- _TASK REQUIREMENTS_:
Copy the data below exactly.

>> begin GIVEN ENTRIES

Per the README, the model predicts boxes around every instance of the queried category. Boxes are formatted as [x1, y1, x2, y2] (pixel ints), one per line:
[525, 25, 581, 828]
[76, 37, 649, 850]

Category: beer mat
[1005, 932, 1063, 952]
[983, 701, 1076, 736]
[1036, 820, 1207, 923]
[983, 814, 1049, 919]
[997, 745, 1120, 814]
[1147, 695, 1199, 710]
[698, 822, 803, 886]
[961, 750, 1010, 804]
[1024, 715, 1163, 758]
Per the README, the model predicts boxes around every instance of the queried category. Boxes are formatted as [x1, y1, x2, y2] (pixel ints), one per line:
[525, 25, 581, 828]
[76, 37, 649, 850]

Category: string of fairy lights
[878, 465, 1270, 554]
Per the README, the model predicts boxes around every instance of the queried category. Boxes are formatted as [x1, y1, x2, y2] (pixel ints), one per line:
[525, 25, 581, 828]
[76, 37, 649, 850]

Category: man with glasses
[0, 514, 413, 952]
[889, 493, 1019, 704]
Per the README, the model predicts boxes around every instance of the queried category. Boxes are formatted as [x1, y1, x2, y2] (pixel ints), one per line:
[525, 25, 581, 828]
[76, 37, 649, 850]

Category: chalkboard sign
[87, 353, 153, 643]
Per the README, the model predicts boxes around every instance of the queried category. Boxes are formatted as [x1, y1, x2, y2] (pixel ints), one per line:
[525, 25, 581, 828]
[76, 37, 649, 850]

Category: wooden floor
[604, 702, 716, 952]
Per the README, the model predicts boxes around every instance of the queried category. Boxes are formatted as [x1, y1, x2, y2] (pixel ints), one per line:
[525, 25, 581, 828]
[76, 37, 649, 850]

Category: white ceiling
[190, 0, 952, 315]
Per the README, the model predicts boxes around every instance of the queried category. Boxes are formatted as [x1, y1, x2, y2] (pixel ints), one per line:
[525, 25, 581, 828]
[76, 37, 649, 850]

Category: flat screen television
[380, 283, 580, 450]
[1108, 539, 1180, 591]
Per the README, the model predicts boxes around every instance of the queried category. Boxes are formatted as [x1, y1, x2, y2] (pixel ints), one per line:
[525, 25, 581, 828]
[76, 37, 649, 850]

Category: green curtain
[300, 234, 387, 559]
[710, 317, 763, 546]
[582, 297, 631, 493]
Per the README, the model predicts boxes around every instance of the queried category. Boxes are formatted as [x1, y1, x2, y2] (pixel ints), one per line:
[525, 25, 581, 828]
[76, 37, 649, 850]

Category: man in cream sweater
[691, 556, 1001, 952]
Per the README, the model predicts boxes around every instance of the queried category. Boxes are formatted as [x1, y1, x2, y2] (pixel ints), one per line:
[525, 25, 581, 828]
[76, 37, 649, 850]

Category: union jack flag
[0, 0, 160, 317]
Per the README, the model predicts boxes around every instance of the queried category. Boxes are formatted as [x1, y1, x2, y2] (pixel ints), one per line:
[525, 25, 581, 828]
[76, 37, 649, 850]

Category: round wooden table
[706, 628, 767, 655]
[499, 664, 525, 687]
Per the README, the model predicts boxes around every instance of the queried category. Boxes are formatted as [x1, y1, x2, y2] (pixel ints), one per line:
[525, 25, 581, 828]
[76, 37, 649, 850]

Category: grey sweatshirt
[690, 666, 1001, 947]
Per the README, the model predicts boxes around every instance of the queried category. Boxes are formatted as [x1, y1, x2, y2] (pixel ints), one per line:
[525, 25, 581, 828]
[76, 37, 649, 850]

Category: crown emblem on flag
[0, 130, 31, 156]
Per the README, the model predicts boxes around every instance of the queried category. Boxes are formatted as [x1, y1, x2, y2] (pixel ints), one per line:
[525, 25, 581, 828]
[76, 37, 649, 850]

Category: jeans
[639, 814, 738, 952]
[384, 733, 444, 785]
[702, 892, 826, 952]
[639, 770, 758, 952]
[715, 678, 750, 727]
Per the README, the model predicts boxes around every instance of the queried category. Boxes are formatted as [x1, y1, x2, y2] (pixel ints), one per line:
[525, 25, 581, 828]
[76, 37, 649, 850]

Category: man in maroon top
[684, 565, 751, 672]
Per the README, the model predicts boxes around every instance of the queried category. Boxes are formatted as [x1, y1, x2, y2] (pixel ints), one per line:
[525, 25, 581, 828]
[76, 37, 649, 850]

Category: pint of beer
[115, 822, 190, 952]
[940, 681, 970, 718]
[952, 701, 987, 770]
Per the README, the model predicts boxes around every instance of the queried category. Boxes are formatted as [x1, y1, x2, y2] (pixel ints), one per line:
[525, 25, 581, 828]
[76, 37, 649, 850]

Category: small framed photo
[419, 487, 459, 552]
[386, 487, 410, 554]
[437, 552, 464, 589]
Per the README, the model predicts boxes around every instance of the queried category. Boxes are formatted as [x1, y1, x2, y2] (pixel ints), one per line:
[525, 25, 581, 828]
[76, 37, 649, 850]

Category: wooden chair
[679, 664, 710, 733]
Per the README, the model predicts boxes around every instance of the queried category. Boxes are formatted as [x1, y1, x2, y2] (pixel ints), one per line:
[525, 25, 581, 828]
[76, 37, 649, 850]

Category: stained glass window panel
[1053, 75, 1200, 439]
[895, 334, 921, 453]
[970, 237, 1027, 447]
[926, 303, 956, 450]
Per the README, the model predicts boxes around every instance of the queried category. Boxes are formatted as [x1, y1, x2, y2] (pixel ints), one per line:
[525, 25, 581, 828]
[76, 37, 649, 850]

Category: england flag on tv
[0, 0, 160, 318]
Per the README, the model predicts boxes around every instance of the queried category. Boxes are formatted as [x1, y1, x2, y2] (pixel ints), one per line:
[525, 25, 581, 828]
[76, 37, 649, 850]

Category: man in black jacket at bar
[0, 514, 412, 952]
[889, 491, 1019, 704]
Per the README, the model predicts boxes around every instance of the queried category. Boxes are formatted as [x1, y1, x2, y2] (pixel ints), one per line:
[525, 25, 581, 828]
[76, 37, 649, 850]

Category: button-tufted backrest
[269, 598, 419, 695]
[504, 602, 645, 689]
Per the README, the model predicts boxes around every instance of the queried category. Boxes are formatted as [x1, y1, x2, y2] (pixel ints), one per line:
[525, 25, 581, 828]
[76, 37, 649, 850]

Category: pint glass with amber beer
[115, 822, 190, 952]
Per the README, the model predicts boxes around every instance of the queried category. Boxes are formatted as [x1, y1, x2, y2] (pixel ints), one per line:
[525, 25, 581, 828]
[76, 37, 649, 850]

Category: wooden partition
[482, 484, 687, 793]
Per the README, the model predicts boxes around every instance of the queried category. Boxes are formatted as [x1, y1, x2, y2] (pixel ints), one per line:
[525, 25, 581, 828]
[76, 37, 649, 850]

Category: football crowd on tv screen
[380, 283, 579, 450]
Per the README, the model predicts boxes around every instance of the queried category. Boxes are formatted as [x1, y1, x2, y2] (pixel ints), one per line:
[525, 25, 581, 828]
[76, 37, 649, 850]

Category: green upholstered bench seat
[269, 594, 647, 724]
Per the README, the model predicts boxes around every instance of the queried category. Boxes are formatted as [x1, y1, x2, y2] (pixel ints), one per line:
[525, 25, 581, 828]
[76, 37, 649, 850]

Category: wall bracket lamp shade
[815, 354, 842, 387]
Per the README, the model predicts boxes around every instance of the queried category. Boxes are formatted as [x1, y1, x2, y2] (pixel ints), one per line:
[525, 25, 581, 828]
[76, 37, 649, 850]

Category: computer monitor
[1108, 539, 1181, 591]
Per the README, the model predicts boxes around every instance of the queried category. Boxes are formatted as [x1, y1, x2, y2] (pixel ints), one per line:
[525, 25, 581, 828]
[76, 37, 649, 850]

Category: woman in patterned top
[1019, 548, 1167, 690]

>> end GIVEN ENTRIES

- _EXERCISE OUTPUT_:
Per the README, the model predicts boxes around every instance of the queried category. Boxes are formatted as [x1, y1, x2, y2] (pixel ints), one per line:
[525, 25, 581, 828]
[76, 37, 649, 850]

Category: beer mat
[1005, 932, 1063, 952]
[983, 701, 1076, 736]
[1036, 820, 1207, 923]
[983, 814, 1049, 919]
[997, 745, 1120, 814]
[1147, 695, 1199, 710]
[698, 822, 803, 886]
[961, 750, 1010, 804]
[1024, 715, 1163, 758]
Per the README, the model predicts boxes around every instance of the queried category. Boxes are formatted as [x1, y1, x2, y2] (pixel ints), one per line:
[525, 25, 581, 828]
[76, 37, 649, 850]

Category: string of fairy lights
[878, 465, 1270, 554]
Per the README, the model predicts boxes around every instance of the queried category. Boxes are formatted as [x1, y1, x2, y2] (pixel ints), one per line:
[525, 25, 581, 828]
[76, 37, 649, 850]

Category: man with glasses
[0, 514, 413, 952]
[889, 493, 1019, 704]
Per the README, the model predicts boxes around every instance of the queried category. Boxes are formatted as [x1, y1, x2, y2] (pixel ints), one per line:
[525, 25, 581, 828]
[76, 37, 649, 850]

Category: chalkboard sign
[87, 353, 153, 643]
Per the README, the model predicts boxes around every instance of the queried category. Boxes are formatted as [x1, y1, x2, y2] (pixel ints), one per line:
[525, 25, 581, 828]
[76, 37, 649, 850]

Category: wooden floor
[604, 702, 716, 952]
Per the README, the model predicts boxes around every instance of the queried category. Boxes are formatted as [x1, y1, x2, y2] (pixel ints), one per line:
[525, 25, 581, 828]
[76, 37, 649, 850]

Category: white ceiling
[190, 0, 952, 315]
Per the README, the model predicts boxes around every instance of the queried category. Boxes are formatted as [x1, y1, x2, y2] (pixel ints), one per line:
[525, 25, 581, 828]
[76, 37, 649, 850]

Category: flat screen television
[380, 283, 580, 450]
[1108, 539, 1180, 591]
Per the README, the model predicts boxes around every instance of the queried category. Boxes are formatted as [x1, y1, x2, y2] (pixel ints), one per line:
[525, 25, 581, 828]
[76, 37, 649, 850]

Category: green curtain
[300, 234, 387, 559]
[710, 317, 763, 546]
[582, 297, 631, 493]
Per the README, the model predicts boxes around every instance of the queried category. Boxes are formatted as [x1, y1, x2, y2] (pixel ints), one per line:
[525, 25, 581, 828]
[76, 37, 649, 850]

Category: man in cream sweater
[691, 556, 1001, 952]
Per the README, the model predicts boxes around every instance of the queried category. Boxes are formatted as [x1, y1, x2, y2] (pixel ints), one per line:
[525, 25, 581, 828]
[76, 37, 649, 850]

Category: union jack flag
[0, 0, 160, 317]
Per the README, the model predicts boxes around every instance of the queried category. Boxes are formatted as [x1, y1, x2, y2] (pixel ints), one per line:
[525, 25, 581, 828]
[76, 37, 649, 850]

Category: round wooden table
[706, 628, 767, 655]
[499, 664, 525, 687]
Per the README, the model predicts boxes around every instance of the queried category. Boxes are formatted as [x1, y1, x2, y2] (pixel ints), one per line:
[525, 25, 581, 828]
[76, 37, 649, 850]

Category: grey sweatshirt
[690, 666, 1001, 947]
Per the README, the model predicts boxes around every instance of the queried category. Boxes are formatted as [x1, y1, x2, y2] (pixel ints), one per line:
[525, 25, 581, 828]
[76, 37, 649, 850]

Category: crown emblem on flag
[0, 130, 31, 156]
Per the README, the model predicts boxes around every instance of the queried category. Boxes are formatted as [x1, y1, x2, y2] (pixel ints), one per line:
[525, 25, 581, 828]
[76, 37, 649, 850]

Category: jeans
[639, 814, 738, 952]
[384, 733, 444, 785]
[702, 892, 826, 952]
[639, 770, 758, 952]
[715, 678, 750, 727]
Per the README, the model predicts boxes around every instance of the queried category. Boxes are formatted as [x1, y1, x2, y2] (pixel ints), one per line:
[525, 25, 581, 828]
[76, 37, 649, 850]

Category: man in maroon top
[684, 565, 751, 672]
Per the README, the model predicts boxes around every instance of the queried category. Boxes are formatted as [x1, y1, x2, y2] (pixel ints), one per line:
[525, 25, 581, 828]
[76, 37, 649, 850]

Category: pint of beer
[115, 822, 190, 952]
[940, 681, 970, 718]
[952, 701, 987, 770]
Per the README, the model predicts boxes around every instance of the queried category. Boxes are formatted as [x1, y1, x2, y2] (pixel ints), one per line:
[525, 25, 581, 828]
[76, 37, 649, 850]

Category: small framed photo
[419, 487, 459, 552]
[386, 487, 410, 554]
[437, 552, 464, 589]
Per the README, the model predicts boxes around every instance of the queried category. Boxes are formatted as [x1, y1, x2, y2] (pixel ints), one per line:
[525, 25, 581, 828]
[76, 37, 649, 850]

Category: wooden chair
[679, 664, 710, 733]
Per the README, the model predicts boxes around every instance of the queried category. Boxes are formatted as [x1, y1, x2, y2] (pixel ints), one per line:
[525, 25, 581, 828]
[76, 37, 649, 850]

Category: stained glass window panel
[1053, 75, 1200, 439]
[895, 334, 921, 453]
[970, 237, 1027, 447]
[926, 303, 956, 450]
Per the README, the model predicts boxes around every instance of the queried category. Boxes are formatted as [x1, y1, x2, y2] (pixel ints), one per line:
[525, 25, 581, 828]
[76, 37, 649, 850]

Category: england flag on tv
[0, 0, 160, 318]
Per the README, the model predicts boxes around every instance of the queried category. Boxes are formatted as [x1, y1, x2, y2] (pixel ints), one per line:
[525, 25, 581, 828]
[76, 37, 649, 850]

Category: man in black jacket at bar
[0, 514, 412, 952]
[889, 491, 1019, 704]
Per the README, the model predicts boxes around every instance of the queried category. Boxes are formatted as [x1, y1, x2, y2] (pixel ints), one per line:
[525, 25, 581, 828]
[76, 37, 649, 850]

Category: button-tufted backrest
[269, 598, 419, 695]
[504, 602, 645, 689]
Per the README, the model predicts boxes around every instance of the queried category. Boxes are formatted as [x1, y1, x2, y2] (pixel ints), one per line:
[525, 25, 581, 828]
[76, 37, 649, 850]

Category: pint glass with amber beer
[115, 822, 190, 952]
Per the README, the model predicts boxes around every instance of the queried category. Boxes are formatted as [x1, y1, x2, y2] (pixel ints), one per line:
[525, 25, 581, 828]
[76, 37, 649, 850]

Category: wooden partition
[482, 484, 687, 793]
Per the README, the model predicts boxes around every instance of the queried category. Boxes are formatted as [x1, y1, x2, y2] (pixel ints), one per line:
[525, 25, 581, 828]
[76, 37, 649, 850]

Category: football crowd on tv screen
[380, 283, 579, 450]
Per the README, the model predicts boxes around every instance of the queried category. Boxes are formatted as [x1, y1, x2, y2] (pixel ints), one per line:
[525, 25, 581, 828]
[76, 37, 649, 850]

Category: green upholstered bench seat
[269, 594, 647, 724]
Per the README, the model predicts boxes around every instance of the queried category. Boxes are formatted as [x1, y1, x2, y2] (pixel ints), one per line:
[525, 25, 581, 828]
[76, 37, 649, 850]

Category: wall bracket lamp shade
[815, 354, 842, 387]
Per the README, the model predicts boxes around every instance of the queried category. Boxes are formatted as [x1, y1, x2, y2] (pixel ints), one per line:
[525, 25, 581, 828]
[76, 37, 649, 850]

Category: computer monitor
[1108, 539, 1181, 591]
Per the README, the model predicts boxes around every instance of the queried category. Boxes are formatted as [x1, y1, x2, y2] (pixel ints), one per line:
[525, 25, 581, 828]
[76, 37, 649, 850]

Category: woman in patterned top
[1019, 548, 1167, 690]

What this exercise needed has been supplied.